TASK DIRECTIONS
Scan the material for the word "below" and return every matching line.
EXTRACTED RECORDS Start Marker
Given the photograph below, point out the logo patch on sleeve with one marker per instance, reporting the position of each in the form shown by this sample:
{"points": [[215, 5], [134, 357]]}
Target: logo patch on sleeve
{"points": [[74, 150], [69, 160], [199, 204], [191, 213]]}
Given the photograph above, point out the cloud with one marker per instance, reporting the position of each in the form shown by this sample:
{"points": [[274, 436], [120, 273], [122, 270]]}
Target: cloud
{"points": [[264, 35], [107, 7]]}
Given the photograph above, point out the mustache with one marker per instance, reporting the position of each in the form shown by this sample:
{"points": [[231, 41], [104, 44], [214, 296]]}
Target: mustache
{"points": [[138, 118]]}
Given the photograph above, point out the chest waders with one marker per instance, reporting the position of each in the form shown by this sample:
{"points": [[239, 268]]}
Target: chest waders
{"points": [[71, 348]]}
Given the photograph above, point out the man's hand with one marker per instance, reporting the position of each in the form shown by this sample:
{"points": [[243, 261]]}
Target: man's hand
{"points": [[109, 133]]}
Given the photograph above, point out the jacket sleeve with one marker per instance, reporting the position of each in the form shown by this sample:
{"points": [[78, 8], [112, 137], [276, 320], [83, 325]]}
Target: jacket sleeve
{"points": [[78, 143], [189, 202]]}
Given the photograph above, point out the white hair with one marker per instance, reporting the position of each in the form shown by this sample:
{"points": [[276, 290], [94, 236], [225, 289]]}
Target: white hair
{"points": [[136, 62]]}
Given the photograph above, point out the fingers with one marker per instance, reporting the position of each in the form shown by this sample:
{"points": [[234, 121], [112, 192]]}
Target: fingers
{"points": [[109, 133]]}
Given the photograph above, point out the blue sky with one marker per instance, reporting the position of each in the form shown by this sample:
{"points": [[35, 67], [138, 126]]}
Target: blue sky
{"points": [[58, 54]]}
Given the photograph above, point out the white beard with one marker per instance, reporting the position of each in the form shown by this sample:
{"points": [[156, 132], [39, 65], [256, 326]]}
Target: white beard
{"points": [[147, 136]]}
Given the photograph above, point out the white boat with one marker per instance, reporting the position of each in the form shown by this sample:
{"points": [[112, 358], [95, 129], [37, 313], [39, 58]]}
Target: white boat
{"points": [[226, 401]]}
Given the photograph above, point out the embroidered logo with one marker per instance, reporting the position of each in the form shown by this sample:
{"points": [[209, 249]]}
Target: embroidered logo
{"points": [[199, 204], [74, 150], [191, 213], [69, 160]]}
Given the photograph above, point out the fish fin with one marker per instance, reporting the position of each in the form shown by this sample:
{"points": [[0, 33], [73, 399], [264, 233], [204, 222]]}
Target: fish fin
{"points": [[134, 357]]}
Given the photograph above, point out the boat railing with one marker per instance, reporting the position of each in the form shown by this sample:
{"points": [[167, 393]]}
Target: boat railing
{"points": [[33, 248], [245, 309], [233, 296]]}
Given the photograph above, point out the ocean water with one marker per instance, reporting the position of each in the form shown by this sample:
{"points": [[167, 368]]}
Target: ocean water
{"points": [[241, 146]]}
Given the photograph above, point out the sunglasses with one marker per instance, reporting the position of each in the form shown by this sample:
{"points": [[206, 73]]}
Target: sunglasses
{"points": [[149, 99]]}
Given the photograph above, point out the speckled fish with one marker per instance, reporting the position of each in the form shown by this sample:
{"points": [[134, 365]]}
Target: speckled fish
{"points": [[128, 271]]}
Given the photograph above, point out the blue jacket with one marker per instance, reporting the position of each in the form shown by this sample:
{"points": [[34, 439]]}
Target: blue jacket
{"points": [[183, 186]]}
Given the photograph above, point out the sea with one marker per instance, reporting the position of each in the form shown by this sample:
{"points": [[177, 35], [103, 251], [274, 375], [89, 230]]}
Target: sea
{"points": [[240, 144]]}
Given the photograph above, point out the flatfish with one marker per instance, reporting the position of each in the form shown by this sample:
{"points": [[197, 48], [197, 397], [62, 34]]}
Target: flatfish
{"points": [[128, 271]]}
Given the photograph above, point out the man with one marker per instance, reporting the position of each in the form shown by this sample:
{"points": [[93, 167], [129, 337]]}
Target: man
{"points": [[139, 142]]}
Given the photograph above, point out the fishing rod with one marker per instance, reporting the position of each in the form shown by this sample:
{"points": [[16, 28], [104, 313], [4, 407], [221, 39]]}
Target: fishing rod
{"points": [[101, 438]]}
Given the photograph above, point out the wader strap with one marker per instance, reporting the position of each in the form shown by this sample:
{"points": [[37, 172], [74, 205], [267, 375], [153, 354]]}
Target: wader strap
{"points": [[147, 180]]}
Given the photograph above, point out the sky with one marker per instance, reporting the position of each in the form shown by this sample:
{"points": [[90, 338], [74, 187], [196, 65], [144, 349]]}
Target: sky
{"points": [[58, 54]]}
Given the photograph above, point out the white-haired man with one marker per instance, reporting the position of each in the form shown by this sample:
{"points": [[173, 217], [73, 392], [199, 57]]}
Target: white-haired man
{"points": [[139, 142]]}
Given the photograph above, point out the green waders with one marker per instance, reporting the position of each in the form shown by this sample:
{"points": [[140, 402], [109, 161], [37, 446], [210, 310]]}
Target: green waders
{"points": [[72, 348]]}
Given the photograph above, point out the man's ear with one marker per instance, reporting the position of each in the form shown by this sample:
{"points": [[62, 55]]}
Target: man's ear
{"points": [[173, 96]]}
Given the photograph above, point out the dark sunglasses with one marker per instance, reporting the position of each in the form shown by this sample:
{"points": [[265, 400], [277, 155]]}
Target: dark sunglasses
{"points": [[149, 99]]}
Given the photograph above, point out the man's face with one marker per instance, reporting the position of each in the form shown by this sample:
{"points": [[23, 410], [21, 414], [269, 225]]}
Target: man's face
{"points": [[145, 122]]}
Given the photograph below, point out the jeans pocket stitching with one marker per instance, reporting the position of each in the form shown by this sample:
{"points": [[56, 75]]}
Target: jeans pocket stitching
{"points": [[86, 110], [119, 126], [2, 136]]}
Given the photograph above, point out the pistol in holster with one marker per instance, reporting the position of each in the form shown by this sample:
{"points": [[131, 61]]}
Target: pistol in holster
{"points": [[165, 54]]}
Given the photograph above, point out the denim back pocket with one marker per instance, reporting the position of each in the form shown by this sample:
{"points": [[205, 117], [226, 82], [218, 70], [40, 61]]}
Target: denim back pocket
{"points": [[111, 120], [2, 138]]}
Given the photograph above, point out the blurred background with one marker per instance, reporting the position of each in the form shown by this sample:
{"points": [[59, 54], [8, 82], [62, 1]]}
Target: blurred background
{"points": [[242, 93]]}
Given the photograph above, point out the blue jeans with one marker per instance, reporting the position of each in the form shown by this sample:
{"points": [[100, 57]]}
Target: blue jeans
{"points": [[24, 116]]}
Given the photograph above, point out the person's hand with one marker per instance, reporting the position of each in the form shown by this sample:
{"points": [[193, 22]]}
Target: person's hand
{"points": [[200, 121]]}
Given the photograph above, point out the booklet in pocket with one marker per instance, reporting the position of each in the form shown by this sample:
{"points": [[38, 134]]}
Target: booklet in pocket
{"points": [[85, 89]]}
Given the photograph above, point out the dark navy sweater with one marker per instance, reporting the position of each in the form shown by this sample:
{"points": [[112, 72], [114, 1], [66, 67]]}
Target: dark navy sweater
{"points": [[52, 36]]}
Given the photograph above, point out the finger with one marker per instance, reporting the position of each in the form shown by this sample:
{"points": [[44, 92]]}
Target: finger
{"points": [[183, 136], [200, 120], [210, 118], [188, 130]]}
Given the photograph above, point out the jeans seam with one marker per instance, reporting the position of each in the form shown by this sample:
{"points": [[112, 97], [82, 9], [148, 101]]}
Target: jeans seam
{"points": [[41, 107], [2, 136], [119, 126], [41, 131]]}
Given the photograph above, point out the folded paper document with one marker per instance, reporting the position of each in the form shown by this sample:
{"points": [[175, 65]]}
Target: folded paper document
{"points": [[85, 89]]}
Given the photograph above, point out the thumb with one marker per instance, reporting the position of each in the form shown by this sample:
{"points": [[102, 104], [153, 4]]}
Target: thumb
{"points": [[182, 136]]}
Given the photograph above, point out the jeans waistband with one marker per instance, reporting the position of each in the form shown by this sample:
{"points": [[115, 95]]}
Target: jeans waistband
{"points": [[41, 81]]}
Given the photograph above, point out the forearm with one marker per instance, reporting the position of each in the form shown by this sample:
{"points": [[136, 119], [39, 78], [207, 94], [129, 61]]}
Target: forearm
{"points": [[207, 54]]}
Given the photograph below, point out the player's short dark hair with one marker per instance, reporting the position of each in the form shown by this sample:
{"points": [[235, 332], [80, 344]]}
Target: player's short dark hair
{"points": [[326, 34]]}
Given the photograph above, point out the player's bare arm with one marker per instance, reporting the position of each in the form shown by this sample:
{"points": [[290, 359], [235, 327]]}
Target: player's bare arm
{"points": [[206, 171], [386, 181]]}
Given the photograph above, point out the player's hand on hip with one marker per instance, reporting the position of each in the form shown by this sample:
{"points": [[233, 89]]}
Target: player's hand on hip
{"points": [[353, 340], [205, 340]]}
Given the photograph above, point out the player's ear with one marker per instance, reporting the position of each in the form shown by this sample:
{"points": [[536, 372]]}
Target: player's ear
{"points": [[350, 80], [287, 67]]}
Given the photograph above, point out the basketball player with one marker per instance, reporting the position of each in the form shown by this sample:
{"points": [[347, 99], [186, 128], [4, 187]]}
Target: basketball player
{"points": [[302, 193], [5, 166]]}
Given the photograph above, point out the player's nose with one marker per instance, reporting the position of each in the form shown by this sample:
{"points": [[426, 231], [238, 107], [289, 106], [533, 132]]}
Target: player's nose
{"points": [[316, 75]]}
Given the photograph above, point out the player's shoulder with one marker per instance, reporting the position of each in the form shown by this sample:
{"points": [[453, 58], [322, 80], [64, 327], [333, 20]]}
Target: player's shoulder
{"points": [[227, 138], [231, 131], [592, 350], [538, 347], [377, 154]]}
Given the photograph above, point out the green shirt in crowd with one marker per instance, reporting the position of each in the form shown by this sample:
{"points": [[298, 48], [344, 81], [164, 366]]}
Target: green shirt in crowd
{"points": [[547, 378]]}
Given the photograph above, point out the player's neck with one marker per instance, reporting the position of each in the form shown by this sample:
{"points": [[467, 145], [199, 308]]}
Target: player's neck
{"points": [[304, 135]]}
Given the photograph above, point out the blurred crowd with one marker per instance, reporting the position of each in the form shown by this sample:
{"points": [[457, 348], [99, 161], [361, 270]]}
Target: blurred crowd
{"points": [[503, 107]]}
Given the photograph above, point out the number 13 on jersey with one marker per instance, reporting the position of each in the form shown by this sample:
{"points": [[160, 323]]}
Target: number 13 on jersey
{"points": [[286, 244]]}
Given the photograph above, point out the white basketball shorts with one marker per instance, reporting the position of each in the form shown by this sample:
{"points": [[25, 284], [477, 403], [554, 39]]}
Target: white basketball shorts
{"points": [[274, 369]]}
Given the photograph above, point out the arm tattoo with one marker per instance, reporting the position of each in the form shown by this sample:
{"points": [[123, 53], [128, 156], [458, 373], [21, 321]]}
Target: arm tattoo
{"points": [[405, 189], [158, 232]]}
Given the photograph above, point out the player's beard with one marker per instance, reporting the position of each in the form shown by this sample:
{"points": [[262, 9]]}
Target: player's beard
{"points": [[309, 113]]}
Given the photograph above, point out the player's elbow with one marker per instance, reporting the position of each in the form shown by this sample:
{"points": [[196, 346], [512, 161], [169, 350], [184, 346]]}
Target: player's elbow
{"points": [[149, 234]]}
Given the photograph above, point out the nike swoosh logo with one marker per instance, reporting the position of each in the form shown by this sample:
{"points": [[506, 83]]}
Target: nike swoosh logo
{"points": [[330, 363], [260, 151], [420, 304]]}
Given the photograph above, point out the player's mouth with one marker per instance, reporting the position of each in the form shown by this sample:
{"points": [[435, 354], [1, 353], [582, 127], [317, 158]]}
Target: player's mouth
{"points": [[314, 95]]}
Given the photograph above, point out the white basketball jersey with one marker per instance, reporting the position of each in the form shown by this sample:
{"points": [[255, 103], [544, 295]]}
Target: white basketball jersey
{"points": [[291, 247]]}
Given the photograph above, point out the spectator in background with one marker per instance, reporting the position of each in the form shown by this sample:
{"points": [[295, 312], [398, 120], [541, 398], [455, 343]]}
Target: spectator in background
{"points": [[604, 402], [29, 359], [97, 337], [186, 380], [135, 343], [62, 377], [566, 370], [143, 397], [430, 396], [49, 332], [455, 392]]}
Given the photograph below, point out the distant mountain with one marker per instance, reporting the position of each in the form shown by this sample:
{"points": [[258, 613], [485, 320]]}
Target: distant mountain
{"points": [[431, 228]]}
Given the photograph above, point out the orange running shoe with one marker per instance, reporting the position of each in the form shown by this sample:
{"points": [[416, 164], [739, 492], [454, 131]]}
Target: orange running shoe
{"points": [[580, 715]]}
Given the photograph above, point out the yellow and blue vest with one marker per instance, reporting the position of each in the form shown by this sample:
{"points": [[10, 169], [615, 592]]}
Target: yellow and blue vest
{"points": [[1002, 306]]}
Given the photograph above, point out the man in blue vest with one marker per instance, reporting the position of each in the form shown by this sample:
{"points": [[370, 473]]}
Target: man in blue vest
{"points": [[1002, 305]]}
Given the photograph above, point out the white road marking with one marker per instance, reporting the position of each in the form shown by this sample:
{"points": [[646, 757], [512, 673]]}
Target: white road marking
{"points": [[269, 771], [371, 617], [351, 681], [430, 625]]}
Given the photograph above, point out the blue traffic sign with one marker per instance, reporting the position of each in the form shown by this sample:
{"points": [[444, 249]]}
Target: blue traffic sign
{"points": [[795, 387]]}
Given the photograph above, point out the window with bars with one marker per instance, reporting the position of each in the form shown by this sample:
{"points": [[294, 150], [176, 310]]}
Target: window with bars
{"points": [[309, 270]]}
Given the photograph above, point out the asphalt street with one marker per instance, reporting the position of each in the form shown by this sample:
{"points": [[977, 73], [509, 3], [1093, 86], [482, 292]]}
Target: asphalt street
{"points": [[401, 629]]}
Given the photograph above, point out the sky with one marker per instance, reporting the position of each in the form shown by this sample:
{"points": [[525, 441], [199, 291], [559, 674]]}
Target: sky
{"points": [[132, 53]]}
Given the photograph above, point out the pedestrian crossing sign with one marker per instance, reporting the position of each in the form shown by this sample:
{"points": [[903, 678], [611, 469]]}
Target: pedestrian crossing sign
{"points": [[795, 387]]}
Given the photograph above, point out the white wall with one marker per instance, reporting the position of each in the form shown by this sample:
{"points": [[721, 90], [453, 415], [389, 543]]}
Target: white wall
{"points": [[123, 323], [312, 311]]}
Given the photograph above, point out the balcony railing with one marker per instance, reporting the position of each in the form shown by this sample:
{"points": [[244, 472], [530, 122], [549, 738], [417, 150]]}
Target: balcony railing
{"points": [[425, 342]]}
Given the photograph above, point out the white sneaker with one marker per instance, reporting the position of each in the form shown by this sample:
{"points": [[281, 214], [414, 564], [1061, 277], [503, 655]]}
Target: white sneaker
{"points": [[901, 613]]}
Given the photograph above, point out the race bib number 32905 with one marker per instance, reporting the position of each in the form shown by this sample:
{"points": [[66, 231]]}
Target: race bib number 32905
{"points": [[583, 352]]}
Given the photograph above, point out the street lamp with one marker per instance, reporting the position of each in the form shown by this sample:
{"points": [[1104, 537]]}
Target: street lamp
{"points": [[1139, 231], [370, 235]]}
EXTRACTED RECORDS End Marker
RESPONSE
Given the photograph below, point out the logo patch on sleeve with one marker per instance, reporting the position of each in the form shown by this sample:
Given the photograph below, point out the jeans pocket stitching with one marker per instance, reporting the position of each in the form shown by this sample:
Given the photograph below, point out the player's short dark hair with one marker per instance, reporting the position of each in the form shown by this sample:
Given the photograph below, point out the distant mountain with one marker per instance, reporting the position of each in the form shown by this sample:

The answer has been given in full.